What this task involves:
After locating the line that contains "the child's ear" in the following entries, reproduce it and each later line exactly, including the last.

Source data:
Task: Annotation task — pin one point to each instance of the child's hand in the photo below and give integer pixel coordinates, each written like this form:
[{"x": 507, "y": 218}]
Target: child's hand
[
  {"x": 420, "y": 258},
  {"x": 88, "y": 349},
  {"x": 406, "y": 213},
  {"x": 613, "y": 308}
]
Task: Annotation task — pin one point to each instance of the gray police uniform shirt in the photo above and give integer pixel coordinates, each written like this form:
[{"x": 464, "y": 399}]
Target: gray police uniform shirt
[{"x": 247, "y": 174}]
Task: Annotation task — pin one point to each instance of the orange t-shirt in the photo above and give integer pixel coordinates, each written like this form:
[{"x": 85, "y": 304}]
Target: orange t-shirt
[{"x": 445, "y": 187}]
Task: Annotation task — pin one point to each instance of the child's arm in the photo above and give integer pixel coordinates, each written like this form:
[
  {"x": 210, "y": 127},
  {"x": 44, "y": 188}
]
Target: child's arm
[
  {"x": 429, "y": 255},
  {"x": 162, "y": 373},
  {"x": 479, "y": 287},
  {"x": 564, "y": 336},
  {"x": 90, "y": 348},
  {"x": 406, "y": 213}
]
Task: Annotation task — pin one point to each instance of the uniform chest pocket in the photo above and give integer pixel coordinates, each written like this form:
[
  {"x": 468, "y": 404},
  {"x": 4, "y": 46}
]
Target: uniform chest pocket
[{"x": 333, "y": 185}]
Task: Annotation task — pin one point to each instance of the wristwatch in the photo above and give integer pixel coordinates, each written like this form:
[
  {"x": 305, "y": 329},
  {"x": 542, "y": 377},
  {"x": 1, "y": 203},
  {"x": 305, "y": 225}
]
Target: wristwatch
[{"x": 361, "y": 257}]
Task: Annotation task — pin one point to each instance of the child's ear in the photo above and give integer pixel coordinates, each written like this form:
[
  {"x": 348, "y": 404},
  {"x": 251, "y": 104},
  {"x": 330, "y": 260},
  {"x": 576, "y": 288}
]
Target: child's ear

The completed task:
Task: Annotation task — pin one point to each instance of the child's ear in the photo above and give integer pixel coordinates, each written like this form:
[
  {"x": 348, "y": 404},
  {"x": 251, "y": 104},
  {"x": 330, "y": 260},
  {"x": 576, "y": 288}
]
Target: child's ear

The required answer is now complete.